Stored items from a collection
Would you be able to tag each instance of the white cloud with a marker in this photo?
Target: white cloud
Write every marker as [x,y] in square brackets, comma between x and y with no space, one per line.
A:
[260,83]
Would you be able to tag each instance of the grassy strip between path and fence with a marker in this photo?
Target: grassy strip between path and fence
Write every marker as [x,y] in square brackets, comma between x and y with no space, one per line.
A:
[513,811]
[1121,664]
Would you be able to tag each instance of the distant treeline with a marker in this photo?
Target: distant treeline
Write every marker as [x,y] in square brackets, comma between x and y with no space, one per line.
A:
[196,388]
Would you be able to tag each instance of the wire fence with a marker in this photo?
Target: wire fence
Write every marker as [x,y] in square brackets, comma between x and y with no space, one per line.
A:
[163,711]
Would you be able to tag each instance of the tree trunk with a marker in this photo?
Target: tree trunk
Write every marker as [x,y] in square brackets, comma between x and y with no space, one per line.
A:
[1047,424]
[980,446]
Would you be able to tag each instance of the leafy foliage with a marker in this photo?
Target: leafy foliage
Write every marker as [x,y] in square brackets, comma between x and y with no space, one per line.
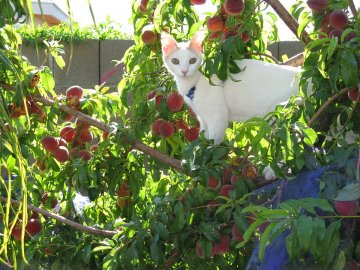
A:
[206,216]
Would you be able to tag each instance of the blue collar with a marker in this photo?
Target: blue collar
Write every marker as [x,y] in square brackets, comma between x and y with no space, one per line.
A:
[191,93]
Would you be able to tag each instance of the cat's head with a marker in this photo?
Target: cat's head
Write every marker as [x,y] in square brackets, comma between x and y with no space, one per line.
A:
[182,59]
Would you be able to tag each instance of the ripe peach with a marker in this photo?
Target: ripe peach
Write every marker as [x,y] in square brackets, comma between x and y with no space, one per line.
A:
[222,247]
[61,154]
[74,91]
[233,7]
[346,208]
[148,36]
[84,155]
[215,23]
[67,133]
[49,143]
[174,101]
[166,129]
[192,134]
[85,136]
[354,94]
[338,19]
[317,5]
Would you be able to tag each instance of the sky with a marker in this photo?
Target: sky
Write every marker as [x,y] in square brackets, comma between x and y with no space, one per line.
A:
[120,11]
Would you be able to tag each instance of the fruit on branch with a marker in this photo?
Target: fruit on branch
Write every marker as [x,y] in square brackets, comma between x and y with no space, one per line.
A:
[233,7]
[215,23]
[338,19]
[123,190]
[49,201]
[67,133]
[354,94]
[49,143]
[148,35]
[41,164]
[84,155]
[214,35]
[61,154]
[192,134]
[336,33]
[222,247]
[225,190]
[198,2]
[317,5]
[61,142]
[237,235]
[74,91]
[33,227]
[86,136]
[166,129]
[346,208]
[82,125]
[174,101]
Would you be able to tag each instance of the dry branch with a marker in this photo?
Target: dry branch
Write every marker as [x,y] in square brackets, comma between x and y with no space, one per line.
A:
[172,162]
[295,61]
[288,19]
[325,105]
[71,223]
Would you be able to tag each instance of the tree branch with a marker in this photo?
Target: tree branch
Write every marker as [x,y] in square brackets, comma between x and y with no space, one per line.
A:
[295,61]
[325,105]
[288,19]
[71,223]
[170,161]
[353,8]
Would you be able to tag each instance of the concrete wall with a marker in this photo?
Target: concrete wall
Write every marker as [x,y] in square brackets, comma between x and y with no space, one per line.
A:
[92,62]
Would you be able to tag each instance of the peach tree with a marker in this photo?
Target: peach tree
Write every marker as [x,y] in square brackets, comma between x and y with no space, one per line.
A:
[158,194]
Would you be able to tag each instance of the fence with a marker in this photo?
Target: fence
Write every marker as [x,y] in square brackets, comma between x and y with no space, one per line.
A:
[92,61]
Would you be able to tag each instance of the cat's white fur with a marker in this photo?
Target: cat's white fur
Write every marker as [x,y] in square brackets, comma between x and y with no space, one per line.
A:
[255,91]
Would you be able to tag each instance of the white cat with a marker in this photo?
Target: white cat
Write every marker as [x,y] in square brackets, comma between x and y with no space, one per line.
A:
[255,91]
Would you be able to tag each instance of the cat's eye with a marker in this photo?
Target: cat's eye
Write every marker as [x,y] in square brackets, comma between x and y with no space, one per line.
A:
[192,60]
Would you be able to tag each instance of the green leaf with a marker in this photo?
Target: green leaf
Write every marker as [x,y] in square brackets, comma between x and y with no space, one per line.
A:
[340,262]
[350,192]
[179,220]
[303,227]
[265,238]
[349,68]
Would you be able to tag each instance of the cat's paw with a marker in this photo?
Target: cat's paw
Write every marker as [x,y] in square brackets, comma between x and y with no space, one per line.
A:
[269,173]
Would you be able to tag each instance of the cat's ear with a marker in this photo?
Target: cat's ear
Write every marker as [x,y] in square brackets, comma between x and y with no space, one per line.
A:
[196,41]
[168,43]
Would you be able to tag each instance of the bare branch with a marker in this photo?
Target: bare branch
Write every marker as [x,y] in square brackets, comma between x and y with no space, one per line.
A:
[325,105]
[71,223]
[288,19]
[295,61]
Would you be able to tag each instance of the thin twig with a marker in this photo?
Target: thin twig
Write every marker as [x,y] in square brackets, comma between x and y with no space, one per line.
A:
[71,223]
[295,61]
[353,8]
[288,19]
[325,105]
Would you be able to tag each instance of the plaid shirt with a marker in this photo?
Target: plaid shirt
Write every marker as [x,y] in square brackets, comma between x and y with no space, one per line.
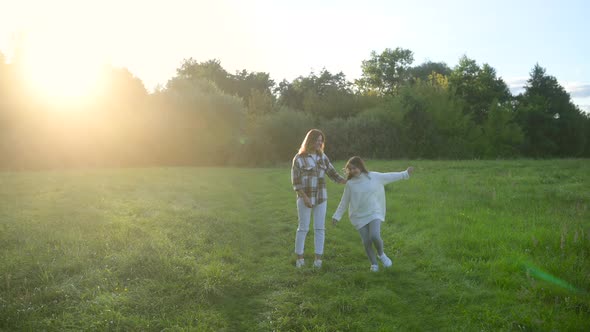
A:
[309,176]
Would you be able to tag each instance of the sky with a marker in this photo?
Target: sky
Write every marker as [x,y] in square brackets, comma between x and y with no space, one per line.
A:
[293,38]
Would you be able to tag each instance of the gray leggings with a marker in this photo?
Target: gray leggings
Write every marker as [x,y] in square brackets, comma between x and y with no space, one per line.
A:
[371,234]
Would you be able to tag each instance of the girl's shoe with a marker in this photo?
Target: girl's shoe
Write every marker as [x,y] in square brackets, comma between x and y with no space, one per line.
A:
[385,260]
[299,263]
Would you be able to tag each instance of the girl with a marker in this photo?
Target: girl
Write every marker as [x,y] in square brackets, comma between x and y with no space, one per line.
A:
[364,197]
[308,172]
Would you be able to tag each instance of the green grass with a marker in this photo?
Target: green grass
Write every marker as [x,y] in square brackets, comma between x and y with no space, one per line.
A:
[476,245]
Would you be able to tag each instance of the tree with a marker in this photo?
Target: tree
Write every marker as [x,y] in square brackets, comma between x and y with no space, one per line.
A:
[553,125]
[479,87]
[426,69]
[385,73]
[325,95]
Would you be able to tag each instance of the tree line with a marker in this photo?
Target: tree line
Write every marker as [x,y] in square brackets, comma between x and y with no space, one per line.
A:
[205,115]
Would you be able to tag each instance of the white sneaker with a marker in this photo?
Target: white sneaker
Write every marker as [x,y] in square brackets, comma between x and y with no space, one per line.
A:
[317,263]
[385,260]
[299,263]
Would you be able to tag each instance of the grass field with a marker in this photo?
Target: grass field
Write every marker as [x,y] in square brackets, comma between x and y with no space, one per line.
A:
[476,245]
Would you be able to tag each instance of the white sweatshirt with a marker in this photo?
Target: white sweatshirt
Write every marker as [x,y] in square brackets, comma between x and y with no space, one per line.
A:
[364,197]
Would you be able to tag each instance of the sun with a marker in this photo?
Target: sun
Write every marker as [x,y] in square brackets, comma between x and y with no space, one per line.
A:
[61,68]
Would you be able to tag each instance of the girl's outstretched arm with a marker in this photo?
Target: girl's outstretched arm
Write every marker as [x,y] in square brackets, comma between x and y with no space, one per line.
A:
[386,178]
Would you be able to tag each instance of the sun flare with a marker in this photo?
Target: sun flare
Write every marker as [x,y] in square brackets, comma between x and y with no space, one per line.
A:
[61,69]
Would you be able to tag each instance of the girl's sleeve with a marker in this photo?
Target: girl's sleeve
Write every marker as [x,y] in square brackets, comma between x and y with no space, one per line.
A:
[296,175]
[386,178]
[332,172]
[343,204]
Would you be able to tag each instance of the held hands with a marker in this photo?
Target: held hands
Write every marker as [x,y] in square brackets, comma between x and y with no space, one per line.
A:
[307,202]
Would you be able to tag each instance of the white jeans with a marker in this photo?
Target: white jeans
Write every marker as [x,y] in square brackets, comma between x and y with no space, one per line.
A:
[319,226]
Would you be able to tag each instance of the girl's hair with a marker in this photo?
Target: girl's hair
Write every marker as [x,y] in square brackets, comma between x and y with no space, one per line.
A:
[357,162]
[310,140]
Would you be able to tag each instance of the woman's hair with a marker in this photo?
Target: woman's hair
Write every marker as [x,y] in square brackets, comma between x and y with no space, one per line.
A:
[357,162]
[310,140]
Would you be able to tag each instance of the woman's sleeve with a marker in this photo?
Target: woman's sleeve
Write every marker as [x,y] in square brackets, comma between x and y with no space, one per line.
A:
[386,178]
[296,175]
[344,202]
[332,172]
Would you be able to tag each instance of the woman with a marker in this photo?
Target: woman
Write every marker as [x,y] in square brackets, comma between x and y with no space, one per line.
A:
[308,172]
[364,197]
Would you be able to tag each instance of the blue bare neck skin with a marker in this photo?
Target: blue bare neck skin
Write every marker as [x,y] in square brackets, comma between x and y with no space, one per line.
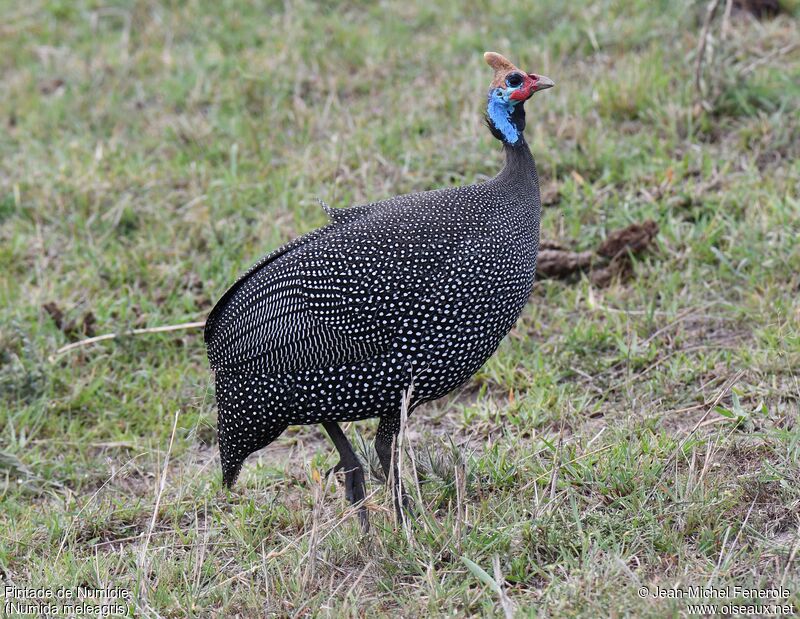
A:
[506,115]
[499,110]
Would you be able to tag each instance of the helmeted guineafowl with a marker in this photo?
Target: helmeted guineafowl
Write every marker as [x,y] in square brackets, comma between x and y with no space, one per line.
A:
[421,288]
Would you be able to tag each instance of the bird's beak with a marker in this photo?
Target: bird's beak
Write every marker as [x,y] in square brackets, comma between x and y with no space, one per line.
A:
[542,82]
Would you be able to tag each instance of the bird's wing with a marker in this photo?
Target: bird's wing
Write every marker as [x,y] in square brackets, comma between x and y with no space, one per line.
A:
[330,299]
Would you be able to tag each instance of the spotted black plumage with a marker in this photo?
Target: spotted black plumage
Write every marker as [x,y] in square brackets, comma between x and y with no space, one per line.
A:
[335,325]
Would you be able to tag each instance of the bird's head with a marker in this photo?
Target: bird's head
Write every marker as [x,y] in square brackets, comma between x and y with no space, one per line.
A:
[509,90]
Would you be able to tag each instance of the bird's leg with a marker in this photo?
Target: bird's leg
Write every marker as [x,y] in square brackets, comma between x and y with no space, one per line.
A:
[354,486]
[386,447]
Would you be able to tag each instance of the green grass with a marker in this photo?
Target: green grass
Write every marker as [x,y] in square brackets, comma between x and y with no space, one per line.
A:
[646,433]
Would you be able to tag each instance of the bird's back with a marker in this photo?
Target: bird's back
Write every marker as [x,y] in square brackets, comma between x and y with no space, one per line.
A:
[344,293]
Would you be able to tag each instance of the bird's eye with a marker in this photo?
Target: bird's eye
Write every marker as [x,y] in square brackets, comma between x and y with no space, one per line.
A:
[514,80]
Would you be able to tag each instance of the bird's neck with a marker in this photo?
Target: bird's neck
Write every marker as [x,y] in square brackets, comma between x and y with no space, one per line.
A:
[520,168]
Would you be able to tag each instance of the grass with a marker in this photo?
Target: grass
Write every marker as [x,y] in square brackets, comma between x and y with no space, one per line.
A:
[643,434]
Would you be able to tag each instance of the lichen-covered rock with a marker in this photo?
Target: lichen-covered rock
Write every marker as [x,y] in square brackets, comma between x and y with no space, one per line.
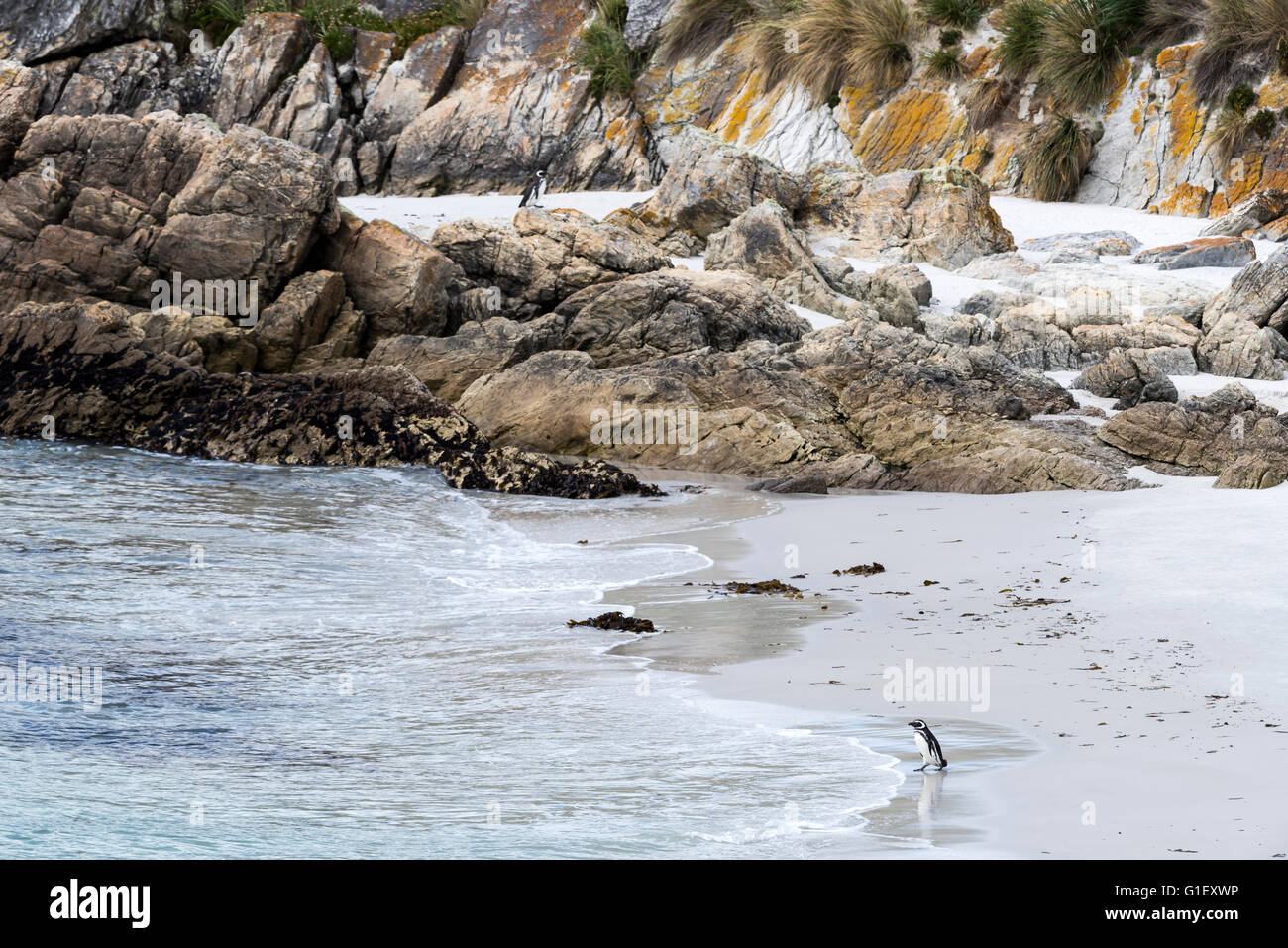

-- WHAT THE TASK REQUIRES --
Select all lines with the word "concrete" from the entries above.

-- EXERCISE OUTPUT --
Would you be able to tag each instance of the concrete wall with a marker in this photo?
Target: concrete wall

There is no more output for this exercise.